Kakwenza—Pro or Contra: Two Voices, One Question—What Kind of Uganda Do We Want?

02 Nov, 2025
Kakwenza’s bold vision of a Uganda free of entrenched power and privilege, recently published by our magazine under the title Kakwenza’s Ideal Uganda, has stirred intense debate. Is his manifesto a blueprint for genuine renewal or an idealistic dream detached from reality?
To dig deeper, we invited two voices with starkly opposing views: Ugandan writer and journalist Godwin Muwanguzi, who defends Kakwenza’s propositions, and German filmmaker Konrad Hirsch, who challenges them. Their exchange, lively and uncompromising, mirrors the hard questions that many Ugandans—and observers abroad—are now grappling with.
GODWIN MUWANGUZI: Let’s not sugarcoat it—Uganda is choking under a corrupt kleptocracy. Something needs to give, and Kakwenza’s proposal is at least bold enough to shake the table. What are you defending here, Konrad? A rotten parliament? Ministers who treat public funds like personal ATMs?
KONRAD HIRSCH: Spare me the heroic speeches, Godwin. Bold doesn’t mean good. Kakwenza’s proposal isn’t radical; it’s a tantrum on paper. Cutting MP salaries to the lowest? That’s not reform; that’s performative punishment. You think corrupt people magically become saints just because they’re broke? Grow up.
GODWIN: Oh, I’m grown, thank you. What about Uganda’s bloated allowances? MPs get paid to breathe air. Force them to live where they legislate—among the same people who suffer the consequences of their misrule—and maybe they'll start caring. Remote Parliament isn’t utopian; it cuts out the corruption circus that bloats Kampala.
KONRAD: Yeah? And it also cuts out real deliberation, negotiation, and human connection. You know—stuff democracy needs. Zoom Parliament is fine for tech bros in Berlin cafes, not a nation where half the population doesn’t have reliable electricity. You’re pretending Uganda is Sweden when it’s not even fully electrified.

- **Directive A**
List every place name that appears in the debate on Kakwenza's proposals.
- **Directive B**
Output everything in the debate from "KONRAD HIRSCH: Spare" down to "that bloats Kampala.".
The entries are separate material with no connection to the debate.

- **Records of labeled points**
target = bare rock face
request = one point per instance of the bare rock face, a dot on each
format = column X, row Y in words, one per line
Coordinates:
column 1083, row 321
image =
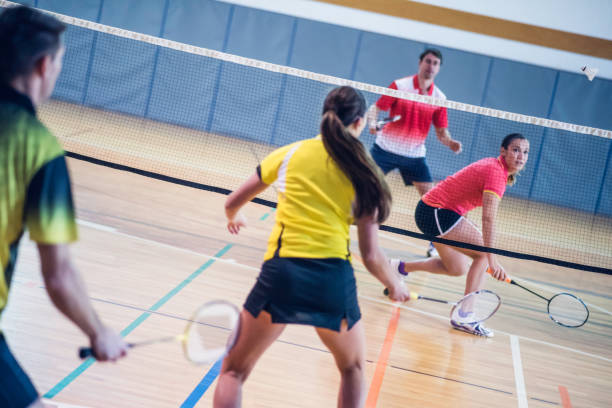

- **Written answer A**
Uganda, Kampala, Berlin, Sweden

- **Written answer B**
KONRAD HIRSCH: Spare me the heroic speeches, Godwin. Bold doesn’t mean good. Kakwenza’s proposal isn’t radical; it’s a tantrum on paper. Cutting MP salaries to the lowest? That’s not reform; that’s performative punishment. You think corrupt people magically become saints just because they’re broke? Grow up.
GODWIN: Oh, I’m grown, thank you. What about Uganda’s bloated allowances? MPs get paid to breathe air. Force them to live where they legislate—among the same people who suffer the consequences of their misrule—and maybe they'll start caring. Remote Parliament isn’t utopian; it cuts out the corruption circus that bloats Kampala.